::: EXTRACT TO READ :::

This is my last article of the year. It has been another one of highs and lows and we are waiting to see if there is the slightest chance of a Christmas present of a price rise.
Well the truth is we have already had a price rise, but unfortunately that was from suppliers. Everything is crossed for a positive start to the new year as it is essential for survival, but sadly I notice the big supermarkets have started once again with the dairy price discounts. Are we so far down the importance ladder that we are to reach the bottom rung?
I have thoroughly depressed myself today looking at our financial analysis, as the milk price cuts are really starting to bite.
I was moaning to the lady who helps make ice-cream and she pointed out the rainbow’s end was in the cow house, so perhaps things will start looking up. Fingers crossed.
All my Danish reds have calved and so far, so good. The pure bull calf made a reasonable price at market, which was a plus. I have enquired about getting a couple more. The milk quality is good and there is a decent residual value at the end of the cow’s milking life.

::: ENTRIES SUPPLIED :::

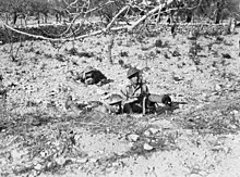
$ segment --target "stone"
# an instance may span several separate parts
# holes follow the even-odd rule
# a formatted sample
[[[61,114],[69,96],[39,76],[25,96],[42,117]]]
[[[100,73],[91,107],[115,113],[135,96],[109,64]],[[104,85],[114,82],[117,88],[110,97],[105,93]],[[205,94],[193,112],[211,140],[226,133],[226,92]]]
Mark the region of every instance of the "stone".
[[[139,135],[135,135],[135,134],[131,134],[131,135],[128,136],[128,139],[129,139],[130,141],[133,141],[133,142],[137,141],[139,138],[140,138],[140,136],[139,136]]]
[[[154,149],[154,147],[149,146],[148,143],[144,143],[143,149],[146,151],[151,151]]]
[[[149,131],[155,135],[157,132],[159,132],[160,130],[158,128],[149,128]]]
[[[43,165],[41,164],[36,164],[35,166],[34,166],[34,169],[36,169],[36,170],[40,170],[43,168]]]
[[[149,137],[151,136],[151,131],[149,130],[145,130],[143,135],[146,136],[146,137]]]
[[[81,163],[81,164],[84,164],[86,162],[88,162],[87,157],[82,157],[82,159],[76,160],[76,163]]]
[[[59,156],[55,161],[57,164],[59,164],[61,166],[64,165],[64,163],[65,163],[65,159],[63,156]]]

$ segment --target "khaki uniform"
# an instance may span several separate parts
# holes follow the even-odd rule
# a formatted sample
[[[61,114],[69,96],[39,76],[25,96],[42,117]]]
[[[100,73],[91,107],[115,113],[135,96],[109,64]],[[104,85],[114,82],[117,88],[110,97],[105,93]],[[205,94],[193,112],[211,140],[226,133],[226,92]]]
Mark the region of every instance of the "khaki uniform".
[[[107,77],[98,69],[94,69],[89,73],[82,72],[77,75],[76,79],[80,79],[86,85],[95,85],[104,83]]]
[[[156,110],[155,103],[147,100],[149,96],[149,90],[146,84],[140,83],[136,86],[127,85],[124,89],[121,90],[121,93],[125,100],[123,105],[123,113],[143,113],[143,100],[146,97],[145,110],[147,113],[152,113]],[[128,101],[131,101],[128,103]]]

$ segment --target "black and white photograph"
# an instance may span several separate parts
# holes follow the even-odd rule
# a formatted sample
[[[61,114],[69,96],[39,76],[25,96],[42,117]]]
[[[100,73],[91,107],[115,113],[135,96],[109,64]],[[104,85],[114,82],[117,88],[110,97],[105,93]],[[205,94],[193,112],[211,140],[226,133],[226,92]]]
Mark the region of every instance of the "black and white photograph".
[[[240,0],[0,0],[0,177],[240,177]]]

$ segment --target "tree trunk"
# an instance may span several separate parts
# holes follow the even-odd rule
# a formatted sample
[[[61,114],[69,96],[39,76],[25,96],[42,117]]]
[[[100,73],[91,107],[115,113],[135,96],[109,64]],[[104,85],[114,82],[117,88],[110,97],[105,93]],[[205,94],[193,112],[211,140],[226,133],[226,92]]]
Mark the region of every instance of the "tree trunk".
[[[111,51],[112,51],[112,48],[113,48],[113,45],[115,45],[115,34],[111,34],[111,36],[110,36],[110,42],[109,42],[109,45],[108,45],[108,61],[110,62],[110,63],[113,63],[113,61],[112,61],[112,53],[111,53]]]
[[[16,12],[13,12],[13,21],[12,21],[12,24],[15,25],[16,24],[16,18],[17,18],[17,14]]]

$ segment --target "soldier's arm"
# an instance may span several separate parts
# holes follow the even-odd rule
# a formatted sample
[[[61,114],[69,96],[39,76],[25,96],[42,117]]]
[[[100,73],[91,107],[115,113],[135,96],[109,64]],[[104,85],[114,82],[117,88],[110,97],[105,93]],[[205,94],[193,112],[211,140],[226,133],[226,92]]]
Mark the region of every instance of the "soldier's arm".
[[[120,91],[121,96],[123,98],[122,104],[132,103],[132,102],[137,101],[137,98],[131,98],[129,96],[129,91],[128,90],[129,90],[129,88],[127,86],[125,88],[121,89],[121,91]]]

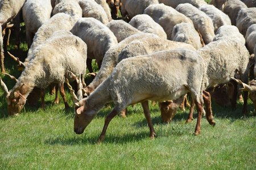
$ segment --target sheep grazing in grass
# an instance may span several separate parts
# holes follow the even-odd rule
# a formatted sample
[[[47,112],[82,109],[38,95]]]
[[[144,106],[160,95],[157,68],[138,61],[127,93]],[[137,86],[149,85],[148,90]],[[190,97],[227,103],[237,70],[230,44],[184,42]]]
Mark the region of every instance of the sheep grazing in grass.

:::

● YOUR TASKS:
(A) In two sentences, summarize the year-end column on dairy prices.
(B) Extend the year-end column on dairy prices, picking up right after its final sentence.

● ANSWERS FOR THE TASKS:
(A) In this last article of the year, the writer describes a year of highs and lows in which the only price rise came from suppliers, while supermarket dairy discounts and milk price cuts are starting to bite. There is some hope in the cow house, though, where all the Danish reds have calved, a pure bull calf sold for a reasonable price at market, and the milk quality is good.

(B)
We have been busy getting ready for the dreaded November winter internment of stock. It is particularly important for producers of milk for quality to get the winter silage and rations correct. Our aim this winter is to achieve an average quality of 5.5% fat and 4% protein with an average yield of 19-20 litres a cow a day.
November brings with it the start of our local dairy study group monthly meetings. I look forward to the second week in each month when we meet at a chosen member’s farm. It is great to get off the premises, meet up with other farmers and find out they all moan as much as I do. Unfortunately, the drawback is that our farm always appears to be sadly lacking on my return.
Adrian Harrison farms 81ha in partnership with his father Maurice in Wensleydale, Yorkshire. He runs 130 pedigree Jersey cows with 70 followers.